Good numbers, thanks.
What is the hull weight on that IPB for comparison?


----------



## southerncannuck (Jun 27, 2016)

Frequent Flyer said:


> Advertised E-Tec specs are 154 lbs for 30 hp vs 232 lbs for 40 hp.



That’s a huge weight difference on a small skiff


----------



## WatermanGB (Jan 25, 2019)

my tohatsu 40 has been rock solid. Lowest weight in the 40 class. Easy Maintenance .There is a reason the Navy Seals use them on their boats.


----------



## Caleb.Esparza (Jan 31, 2016)

The raider is an impressive piece of hardware but hardly the same as an off the shelf Tohatsu. I’ve been trying to figure out how to acquire one for my Cayo for a while now with no luck @WatermanGB


----------



## backcast (Apr 9, 2013)

From memory I believe the 2002 Yamaha 40hp 2 stroke with TNT weighs 180 lbs. I have it on Mitzi 15 tiller. I think the 50hp weighs the same.


----------



## Frequent Flyer (Jul 23, 2019)

To follow up, I received a great deal on a 30 hp Yamaha, four stroke with power trim/tilt and electric start. The boat ran 24 kts with two six gallon tanks of fuel, fishing gear, cooler, and two adults. With a stock prop it popped right up out of the hole.


----------

Excerpts of pointing data:

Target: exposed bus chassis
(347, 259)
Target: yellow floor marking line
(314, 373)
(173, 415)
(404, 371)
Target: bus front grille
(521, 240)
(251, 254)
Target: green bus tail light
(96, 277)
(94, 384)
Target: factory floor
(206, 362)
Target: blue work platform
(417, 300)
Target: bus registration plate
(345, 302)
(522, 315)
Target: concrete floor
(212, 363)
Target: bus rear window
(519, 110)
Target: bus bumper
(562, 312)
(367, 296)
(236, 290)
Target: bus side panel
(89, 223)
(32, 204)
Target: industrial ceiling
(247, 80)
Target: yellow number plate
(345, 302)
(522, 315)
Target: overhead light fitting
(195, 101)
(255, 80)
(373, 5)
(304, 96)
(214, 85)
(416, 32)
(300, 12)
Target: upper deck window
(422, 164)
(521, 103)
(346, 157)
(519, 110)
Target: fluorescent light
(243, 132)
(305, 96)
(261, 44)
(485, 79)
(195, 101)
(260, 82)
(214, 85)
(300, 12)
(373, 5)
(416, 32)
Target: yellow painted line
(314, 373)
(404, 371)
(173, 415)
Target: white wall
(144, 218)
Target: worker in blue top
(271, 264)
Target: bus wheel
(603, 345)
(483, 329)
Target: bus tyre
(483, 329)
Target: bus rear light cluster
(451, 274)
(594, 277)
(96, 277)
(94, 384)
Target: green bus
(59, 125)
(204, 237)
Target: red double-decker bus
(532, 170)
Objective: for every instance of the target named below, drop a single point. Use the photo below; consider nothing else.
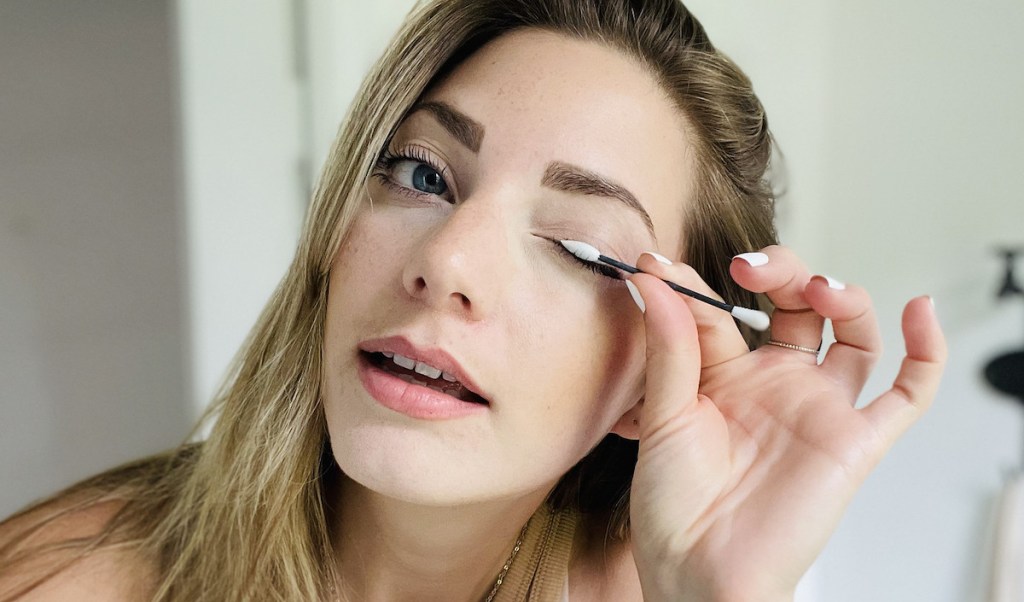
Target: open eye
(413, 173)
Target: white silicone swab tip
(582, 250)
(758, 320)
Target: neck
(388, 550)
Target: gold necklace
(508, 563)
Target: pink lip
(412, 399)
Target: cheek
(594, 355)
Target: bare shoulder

| EXERCISE DIRECTIONS |
List every username that heads a post in the forum thread about outboard motors above.

| FULL SOLUTION |
southerncannuck, WatermanGB, Caleb.Esparza, backcast, Frequent Flyer